[Tarefas do exercício]
A) Transcreva do texto sobre a pesquisa de corrupção o trecho entre "O artigo intitulado" e "a pessoas corruptas.", inclusive.
B) Informe apenas o número de linhas da listagem que contêm a palavra "sign", levando em conta maiúsculas e minúsculas.

[Texto fornecido]
☆ ☆ ☆ ☆

Pesquisa aponta que o discurso de ódio contra corruptos não reduz tendência de agir corruptamente

Estudo da PUCRS em parceria com a University of Waikato, da Nova Zelândia, foi reconhecido internacionalmente pela abordagem inovadora a partir da psicologia social

21/09/2022 - 19h08
Angelo Brandelli Costa

Angelo Brandelli, professor da Escola de Ciências da Saúde e da Vida. / Foto: Bruno Todeschini

O professor da Escola de Ciências da Saúde da Vida Angelo Brandelli e o doutorando do Programa de Pós-Graduação em Psicologia Felipe Vilanova realizaram uma pesquisa de investigação da corrupção a partir da Psicologia. O estudo realizado em parceria com o pesquisador Taciano Lemos Milfont, da University of Waikato, da Nova Zelândia, foi publicado na Journal of Personality and Social Psychology, dos Estados Unidos. A revista é uma das principais publicações internacionais na área de psicologia social, organizada pela American Psychological Association, que possui grande impacto na comunidade científica. 

O artigo intitulado A dual process social psychological model of corrupt intention and attitudes toward corrupt people é fruto de seis pesquisas realizadas ao longo de dois anos, que compuseram a dissertação de mestrado do Felipe Vilanova. Nesse trabalho, foi proposto um modelo psicológico que detalha a relação entre ideologias, corrupção e suas raízes psicológicas, bem como a relação entre intenção corrupta e atitudes em relação a pessoas corruptas.

☆ ☆ ☆ ☆

[Listagem disponível]
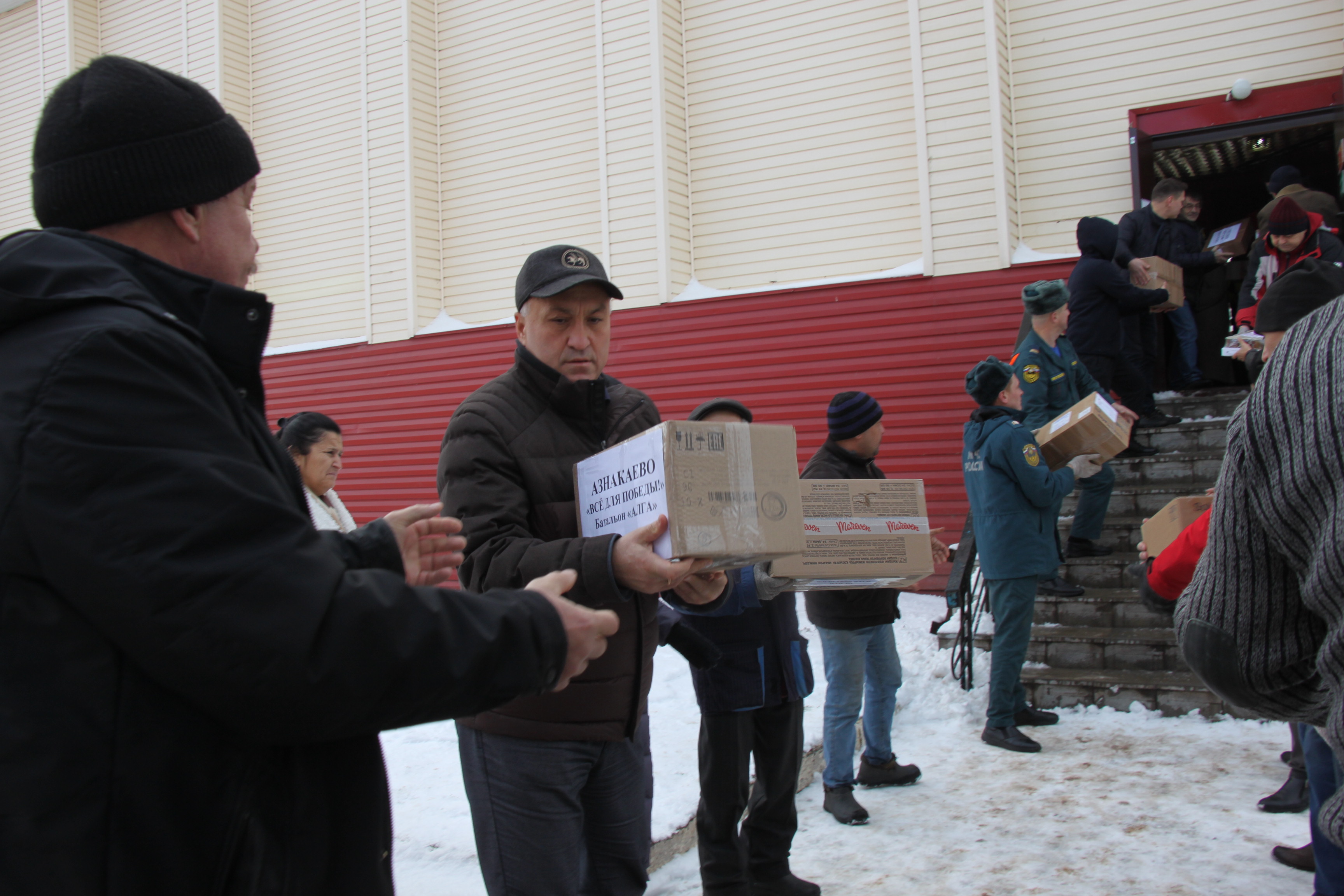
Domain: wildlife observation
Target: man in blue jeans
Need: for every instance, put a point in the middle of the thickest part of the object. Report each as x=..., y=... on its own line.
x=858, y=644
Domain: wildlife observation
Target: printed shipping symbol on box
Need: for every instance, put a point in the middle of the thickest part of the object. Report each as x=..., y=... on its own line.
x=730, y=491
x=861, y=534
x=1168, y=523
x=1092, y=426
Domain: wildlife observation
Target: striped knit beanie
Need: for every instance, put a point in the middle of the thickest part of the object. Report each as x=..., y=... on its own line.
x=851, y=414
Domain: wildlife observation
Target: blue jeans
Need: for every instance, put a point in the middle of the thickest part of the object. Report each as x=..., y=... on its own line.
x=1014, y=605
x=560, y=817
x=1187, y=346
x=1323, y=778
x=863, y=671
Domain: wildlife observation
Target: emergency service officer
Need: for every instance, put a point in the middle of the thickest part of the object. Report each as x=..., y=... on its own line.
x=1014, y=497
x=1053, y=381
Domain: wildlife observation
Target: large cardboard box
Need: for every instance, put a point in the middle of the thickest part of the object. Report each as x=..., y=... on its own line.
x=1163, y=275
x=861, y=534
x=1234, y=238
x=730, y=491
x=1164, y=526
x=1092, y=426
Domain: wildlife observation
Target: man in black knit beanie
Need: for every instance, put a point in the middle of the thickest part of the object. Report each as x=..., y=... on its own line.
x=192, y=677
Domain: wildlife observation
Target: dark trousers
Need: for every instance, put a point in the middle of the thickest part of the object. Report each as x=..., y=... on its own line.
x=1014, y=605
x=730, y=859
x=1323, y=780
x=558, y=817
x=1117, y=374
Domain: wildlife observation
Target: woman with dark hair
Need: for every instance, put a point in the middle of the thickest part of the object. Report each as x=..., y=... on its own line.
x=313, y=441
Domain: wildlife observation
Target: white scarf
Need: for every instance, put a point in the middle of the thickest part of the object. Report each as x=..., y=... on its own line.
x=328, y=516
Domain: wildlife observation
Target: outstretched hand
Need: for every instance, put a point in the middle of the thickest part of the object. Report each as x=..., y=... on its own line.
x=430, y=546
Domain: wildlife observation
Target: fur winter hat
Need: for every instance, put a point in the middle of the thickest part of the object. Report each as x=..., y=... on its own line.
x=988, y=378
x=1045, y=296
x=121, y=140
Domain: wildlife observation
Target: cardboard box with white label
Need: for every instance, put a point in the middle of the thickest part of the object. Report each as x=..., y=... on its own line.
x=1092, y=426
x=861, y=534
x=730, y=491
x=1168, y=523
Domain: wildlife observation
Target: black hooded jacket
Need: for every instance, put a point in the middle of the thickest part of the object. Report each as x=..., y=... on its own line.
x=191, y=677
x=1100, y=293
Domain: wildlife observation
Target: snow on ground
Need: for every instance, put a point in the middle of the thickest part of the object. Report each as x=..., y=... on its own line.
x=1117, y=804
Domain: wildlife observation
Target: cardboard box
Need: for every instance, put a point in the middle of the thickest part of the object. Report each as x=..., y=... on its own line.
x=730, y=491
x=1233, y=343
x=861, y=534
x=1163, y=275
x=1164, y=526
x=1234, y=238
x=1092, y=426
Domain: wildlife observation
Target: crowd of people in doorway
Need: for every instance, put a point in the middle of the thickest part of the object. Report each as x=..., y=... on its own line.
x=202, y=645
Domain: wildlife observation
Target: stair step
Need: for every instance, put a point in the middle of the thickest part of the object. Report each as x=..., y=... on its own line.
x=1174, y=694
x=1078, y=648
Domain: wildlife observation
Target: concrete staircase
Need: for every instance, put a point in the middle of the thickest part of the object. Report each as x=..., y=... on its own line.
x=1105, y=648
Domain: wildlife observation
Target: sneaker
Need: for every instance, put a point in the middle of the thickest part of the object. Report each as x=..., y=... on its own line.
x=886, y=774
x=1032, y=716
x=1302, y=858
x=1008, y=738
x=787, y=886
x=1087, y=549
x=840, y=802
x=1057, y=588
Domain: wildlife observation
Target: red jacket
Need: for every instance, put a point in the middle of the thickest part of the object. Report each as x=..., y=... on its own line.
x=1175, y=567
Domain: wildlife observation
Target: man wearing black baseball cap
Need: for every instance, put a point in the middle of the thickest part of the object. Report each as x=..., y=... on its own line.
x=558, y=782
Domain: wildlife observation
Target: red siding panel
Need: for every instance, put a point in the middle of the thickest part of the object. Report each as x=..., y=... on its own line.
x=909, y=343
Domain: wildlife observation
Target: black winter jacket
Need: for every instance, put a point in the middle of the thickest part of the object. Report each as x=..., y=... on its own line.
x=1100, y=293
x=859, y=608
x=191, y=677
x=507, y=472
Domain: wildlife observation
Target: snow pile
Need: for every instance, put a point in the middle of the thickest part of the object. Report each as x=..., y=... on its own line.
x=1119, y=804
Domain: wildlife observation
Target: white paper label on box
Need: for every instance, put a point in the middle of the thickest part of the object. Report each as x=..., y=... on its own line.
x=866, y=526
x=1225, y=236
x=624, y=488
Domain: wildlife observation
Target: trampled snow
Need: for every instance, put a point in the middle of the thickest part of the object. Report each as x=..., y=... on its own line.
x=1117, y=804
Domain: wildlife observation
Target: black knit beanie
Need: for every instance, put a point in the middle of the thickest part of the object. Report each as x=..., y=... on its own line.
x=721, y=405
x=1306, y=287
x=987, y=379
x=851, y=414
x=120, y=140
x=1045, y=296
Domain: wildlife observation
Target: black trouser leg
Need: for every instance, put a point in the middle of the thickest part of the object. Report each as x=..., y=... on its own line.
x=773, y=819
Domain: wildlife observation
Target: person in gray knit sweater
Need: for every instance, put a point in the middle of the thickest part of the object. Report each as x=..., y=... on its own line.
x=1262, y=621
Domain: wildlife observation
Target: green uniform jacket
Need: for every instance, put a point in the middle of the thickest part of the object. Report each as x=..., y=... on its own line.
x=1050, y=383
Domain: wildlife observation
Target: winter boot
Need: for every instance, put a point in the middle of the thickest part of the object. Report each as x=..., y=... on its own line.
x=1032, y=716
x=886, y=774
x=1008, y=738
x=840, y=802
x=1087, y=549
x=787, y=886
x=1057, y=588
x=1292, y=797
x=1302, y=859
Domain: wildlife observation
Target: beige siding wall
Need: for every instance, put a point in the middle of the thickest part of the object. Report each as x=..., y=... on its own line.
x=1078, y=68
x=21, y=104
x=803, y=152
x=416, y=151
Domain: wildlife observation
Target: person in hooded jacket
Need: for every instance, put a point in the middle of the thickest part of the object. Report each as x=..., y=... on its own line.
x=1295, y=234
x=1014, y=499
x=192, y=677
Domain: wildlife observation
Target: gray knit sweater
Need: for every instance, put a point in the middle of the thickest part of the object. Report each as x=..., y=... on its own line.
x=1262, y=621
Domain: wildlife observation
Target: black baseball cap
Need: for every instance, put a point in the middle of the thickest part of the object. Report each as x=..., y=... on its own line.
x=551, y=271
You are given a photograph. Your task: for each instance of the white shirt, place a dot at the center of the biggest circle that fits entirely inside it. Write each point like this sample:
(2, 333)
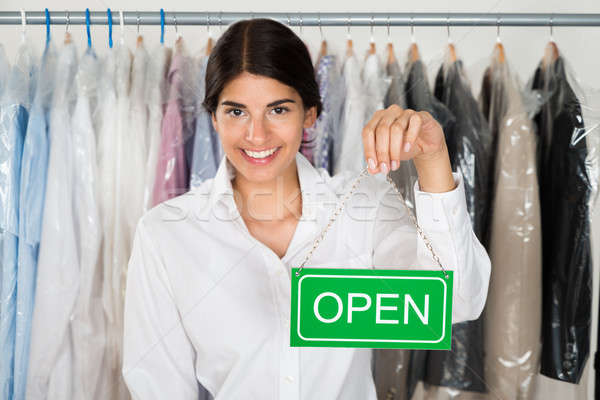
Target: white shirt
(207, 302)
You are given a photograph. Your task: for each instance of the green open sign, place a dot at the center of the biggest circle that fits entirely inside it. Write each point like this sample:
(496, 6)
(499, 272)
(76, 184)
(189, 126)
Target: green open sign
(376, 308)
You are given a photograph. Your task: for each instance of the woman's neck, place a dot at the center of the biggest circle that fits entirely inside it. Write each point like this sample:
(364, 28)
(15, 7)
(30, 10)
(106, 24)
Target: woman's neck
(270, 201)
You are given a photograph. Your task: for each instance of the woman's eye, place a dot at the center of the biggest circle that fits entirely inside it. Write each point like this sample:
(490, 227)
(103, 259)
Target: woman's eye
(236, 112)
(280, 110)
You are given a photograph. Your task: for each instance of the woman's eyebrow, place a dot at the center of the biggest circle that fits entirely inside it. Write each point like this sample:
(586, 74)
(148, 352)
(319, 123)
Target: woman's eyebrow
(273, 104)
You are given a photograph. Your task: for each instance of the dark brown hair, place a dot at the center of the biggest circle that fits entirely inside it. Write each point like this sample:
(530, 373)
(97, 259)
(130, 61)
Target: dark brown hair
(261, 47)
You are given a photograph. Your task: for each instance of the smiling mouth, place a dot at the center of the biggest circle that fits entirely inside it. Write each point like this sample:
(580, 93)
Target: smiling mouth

☆ ☆ ☆ ☆

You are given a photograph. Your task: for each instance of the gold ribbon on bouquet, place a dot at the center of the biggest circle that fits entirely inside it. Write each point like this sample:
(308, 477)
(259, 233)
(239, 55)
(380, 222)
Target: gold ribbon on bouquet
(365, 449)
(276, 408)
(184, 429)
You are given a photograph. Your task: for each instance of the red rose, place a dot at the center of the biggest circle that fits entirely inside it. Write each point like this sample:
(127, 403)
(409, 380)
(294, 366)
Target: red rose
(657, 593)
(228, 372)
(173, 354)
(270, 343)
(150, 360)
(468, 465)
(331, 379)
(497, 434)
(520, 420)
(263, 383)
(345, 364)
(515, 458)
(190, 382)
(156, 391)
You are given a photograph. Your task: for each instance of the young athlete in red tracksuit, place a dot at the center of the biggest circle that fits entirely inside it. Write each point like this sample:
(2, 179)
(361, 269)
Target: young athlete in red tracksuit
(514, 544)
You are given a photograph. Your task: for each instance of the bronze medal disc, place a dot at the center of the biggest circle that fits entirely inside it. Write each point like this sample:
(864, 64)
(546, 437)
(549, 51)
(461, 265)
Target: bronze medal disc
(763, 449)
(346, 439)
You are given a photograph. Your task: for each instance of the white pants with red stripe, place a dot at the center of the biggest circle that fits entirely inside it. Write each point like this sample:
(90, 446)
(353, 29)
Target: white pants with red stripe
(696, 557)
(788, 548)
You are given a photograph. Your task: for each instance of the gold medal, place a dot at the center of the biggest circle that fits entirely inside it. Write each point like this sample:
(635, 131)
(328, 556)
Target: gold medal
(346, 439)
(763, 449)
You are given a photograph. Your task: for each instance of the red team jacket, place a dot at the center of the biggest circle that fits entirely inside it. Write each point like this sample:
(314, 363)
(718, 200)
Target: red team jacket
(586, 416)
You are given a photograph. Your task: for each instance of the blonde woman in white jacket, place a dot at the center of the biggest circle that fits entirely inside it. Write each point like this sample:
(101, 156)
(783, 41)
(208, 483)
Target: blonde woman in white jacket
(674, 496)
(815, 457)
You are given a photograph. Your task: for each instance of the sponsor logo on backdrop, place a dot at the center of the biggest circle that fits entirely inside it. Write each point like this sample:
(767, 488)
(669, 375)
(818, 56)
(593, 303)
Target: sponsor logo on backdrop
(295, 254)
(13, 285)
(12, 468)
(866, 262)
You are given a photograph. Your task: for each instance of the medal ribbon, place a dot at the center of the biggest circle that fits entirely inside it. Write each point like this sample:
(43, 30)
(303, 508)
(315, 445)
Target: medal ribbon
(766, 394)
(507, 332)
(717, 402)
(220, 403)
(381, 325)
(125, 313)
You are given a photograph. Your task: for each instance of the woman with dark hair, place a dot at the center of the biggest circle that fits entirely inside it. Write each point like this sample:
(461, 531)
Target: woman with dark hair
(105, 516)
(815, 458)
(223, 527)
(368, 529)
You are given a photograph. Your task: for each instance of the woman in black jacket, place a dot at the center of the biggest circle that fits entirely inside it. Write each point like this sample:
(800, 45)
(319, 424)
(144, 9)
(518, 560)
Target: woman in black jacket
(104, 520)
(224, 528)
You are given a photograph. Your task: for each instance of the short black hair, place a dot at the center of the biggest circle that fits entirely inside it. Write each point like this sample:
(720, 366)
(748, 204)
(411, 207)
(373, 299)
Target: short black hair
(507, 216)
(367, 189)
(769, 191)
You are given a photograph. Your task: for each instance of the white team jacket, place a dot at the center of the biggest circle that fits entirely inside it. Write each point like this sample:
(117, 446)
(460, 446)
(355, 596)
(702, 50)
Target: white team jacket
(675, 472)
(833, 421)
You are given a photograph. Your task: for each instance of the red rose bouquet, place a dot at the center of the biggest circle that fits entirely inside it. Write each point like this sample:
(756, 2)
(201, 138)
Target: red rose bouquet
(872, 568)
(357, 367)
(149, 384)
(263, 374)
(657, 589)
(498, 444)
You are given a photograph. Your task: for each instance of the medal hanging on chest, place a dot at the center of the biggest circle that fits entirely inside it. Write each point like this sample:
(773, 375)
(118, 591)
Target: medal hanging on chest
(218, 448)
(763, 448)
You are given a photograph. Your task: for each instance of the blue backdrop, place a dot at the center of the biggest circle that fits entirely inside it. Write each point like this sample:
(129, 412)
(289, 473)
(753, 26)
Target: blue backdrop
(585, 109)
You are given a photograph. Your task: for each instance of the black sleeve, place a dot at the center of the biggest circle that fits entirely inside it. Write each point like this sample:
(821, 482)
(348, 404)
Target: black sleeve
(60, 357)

☆ ☆ ☆ ☆

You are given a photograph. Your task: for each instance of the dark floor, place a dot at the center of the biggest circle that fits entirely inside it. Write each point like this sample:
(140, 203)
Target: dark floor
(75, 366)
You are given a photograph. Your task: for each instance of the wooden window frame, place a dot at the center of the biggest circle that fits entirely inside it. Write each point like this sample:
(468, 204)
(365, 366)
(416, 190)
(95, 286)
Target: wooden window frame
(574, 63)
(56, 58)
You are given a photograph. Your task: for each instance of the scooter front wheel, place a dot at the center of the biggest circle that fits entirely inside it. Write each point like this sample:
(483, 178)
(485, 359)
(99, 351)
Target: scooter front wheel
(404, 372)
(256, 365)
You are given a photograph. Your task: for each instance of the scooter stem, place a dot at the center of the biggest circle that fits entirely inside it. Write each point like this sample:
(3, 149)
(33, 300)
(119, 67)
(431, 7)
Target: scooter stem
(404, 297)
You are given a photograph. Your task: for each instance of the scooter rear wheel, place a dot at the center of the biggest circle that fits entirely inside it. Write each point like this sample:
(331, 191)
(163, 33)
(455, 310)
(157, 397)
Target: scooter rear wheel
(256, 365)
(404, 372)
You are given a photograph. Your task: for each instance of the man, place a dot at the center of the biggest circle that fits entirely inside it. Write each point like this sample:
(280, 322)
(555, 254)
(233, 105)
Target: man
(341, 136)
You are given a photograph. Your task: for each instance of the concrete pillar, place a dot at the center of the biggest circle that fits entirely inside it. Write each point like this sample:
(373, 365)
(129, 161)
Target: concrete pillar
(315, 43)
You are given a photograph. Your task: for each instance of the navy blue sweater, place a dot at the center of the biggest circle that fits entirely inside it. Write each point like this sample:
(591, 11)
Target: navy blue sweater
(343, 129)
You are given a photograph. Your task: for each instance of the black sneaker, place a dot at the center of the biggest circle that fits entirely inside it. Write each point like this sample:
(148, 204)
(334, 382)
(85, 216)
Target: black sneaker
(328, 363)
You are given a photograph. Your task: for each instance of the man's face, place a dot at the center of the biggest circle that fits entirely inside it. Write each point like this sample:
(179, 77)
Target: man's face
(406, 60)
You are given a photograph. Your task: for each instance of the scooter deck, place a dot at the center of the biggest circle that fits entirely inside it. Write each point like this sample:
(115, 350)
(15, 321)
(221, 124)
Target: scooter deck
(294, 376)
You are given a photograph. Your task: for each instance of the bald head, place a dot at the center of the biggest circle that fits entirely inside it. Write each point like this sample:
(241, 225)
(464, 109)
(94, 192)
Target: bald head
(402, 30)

☆ ☆ ☆ ☆

[Resultados esperados]
A)
O artigo intitulado A dual process social psychological model of corrupt intention and attitudes toward corrupt people é fruto de seis pesquisas realizadas ao longo de dois anos, que compuseram a dissertação de mestrado do Felipe Vilanova. Nesse trabalho, foi proposto um modelo psicológico que detalha a relação entre ideologias, corrupção e suas raízes psicológicas, bem como a relação entre intenção corrupta e atitudes em relação a pessoas corruptas.

B) 2